## Requirement
The entries are to be repeated in full, without any change.

[Information provided — start]

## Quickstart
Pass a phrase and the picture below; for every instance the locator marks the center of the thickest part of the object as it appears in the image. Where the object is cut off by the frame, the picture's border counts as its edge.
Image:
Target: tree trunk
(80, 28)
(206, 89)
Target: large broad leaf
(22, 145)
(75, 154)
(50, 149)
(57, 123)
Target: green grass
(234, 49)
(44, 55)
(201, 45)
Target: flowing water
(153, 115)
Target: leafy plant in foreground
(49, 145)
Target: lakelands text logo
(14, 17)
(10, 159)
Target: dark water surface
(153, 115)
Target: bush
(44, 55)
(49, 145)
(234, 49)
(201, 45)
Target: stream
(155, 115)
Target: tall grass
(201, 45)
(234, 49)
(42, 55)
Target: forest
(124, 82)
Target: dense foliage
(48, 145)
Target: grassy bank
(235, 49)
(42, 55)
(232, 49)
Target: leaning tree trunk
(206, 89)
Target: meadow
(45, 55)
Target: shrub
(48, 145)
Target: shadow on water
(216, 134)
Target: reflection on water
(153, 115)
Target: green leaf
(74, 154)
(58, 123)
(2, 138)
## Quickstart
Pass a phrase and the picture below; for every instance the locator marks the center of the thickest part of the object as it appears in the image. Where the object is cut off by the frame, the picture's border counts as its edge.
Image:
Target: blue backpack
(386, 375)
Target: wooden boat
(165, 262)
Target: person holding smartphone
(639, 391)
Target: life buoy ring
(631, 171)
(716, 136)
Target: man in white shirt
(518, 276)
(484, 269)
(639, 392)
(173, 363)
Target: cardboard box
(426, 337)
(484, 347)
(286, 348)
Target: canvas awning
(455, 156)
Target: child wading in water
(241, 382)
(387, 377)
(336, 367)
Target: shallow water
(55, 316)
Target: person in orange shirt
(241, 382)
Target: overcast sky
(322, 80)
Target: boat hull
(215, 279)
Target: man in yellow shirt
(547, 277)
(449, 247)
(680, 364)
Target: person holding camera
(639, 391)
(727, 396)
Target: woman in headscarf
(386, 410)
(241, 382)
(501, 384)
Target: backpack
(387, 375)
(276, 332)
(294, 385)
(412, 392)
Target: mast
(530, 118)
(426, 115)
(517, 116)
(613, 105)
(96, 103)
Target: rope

[Information provided — finish]

## Output
## Quickstart
Pass a phrase and the picture below; for every instance the locator marks the center of the thickest part of the object as it appears in the image. Where the object is cut off by the frame, the picture's border counts as its edge.
Image:
Target: tree trunk
(80, 28)
(206, 89)
Target: large broad leaf
(22, 145)
(75, 154)
(50, 149)
(57, 123)
Target: green grass
(234, 49)
(44, 55)
(201, 45)
Target: flowing water
(153, 115)
Target: leafy plant in foreground
(49, 145)
Target: lakelands text logo
(14, 17)
(10, 159)
Target: dark water surface
(153, 115)
Target: bush
(44, 55)
(49, 145)
(234, 49)
(201, 45)
Target: stream
(155, 115)
Target: tall grass
(201, 45)
(234, 49)
(42, 55)
Target: forest
(124, 82)
Target: dense foliage
(48, 145)
Target: grassy bank
(235, 49)
(42, 55)
(232, 49)
Target: leaning tree trunk
(206, 89)
Target: meadow
(45, 55)
Target: shrub
(48, 145)
Target: shadow on water
(216, 134)
Target: reflection on water
(153, 115)
Target: green leaf
(74, 154)
(58, 123)
(2, 138)
## Quickstart
Pass a phrase and the picture below; for every instance the locator marks the center of the thickest part of the object as it appears in the image. Where the object is cut off by the frame, the picture's border counts as its edge.
Image:
Target: blue backpack
(386, 375)
Target: wooden boat
(165, 262)
Target: person holding smartphone
(639, 391)
Target: life buoy ring
(631, 171)
(716, 136)
Target: man in white shirt
(518, 276)
(484, 269)
(639, 392)
(173, 363)
Target: cardboard box
(426, 337)
(484, 347)
(286, 348)
Target: canvas awning
(455, 156)
Target: child wading in water
(241, 382)
(387, 377)
(336, 367)
Target: shallow water
(55, 316)
Target: person in orange shirt
(241, 382)
Target: overcast sky
(322, 80)
Target: boat hull
(215, 279)
Target: man in yellow shirt
(547, 277)
(449, 247)
(680, 364)
Target: person holding camera
(639, 391)
(727, 396)
Target: woman in headscarf
(386, 410)
(241, 382)
(501, 384)
Target: backpack
(387, 375)
(276, 332)
(294, 385)
(412, 392)
Target: mast
(530, 118)
(426, 115)
(517, 116)
(613, 105)
(96, 103)
Target: rope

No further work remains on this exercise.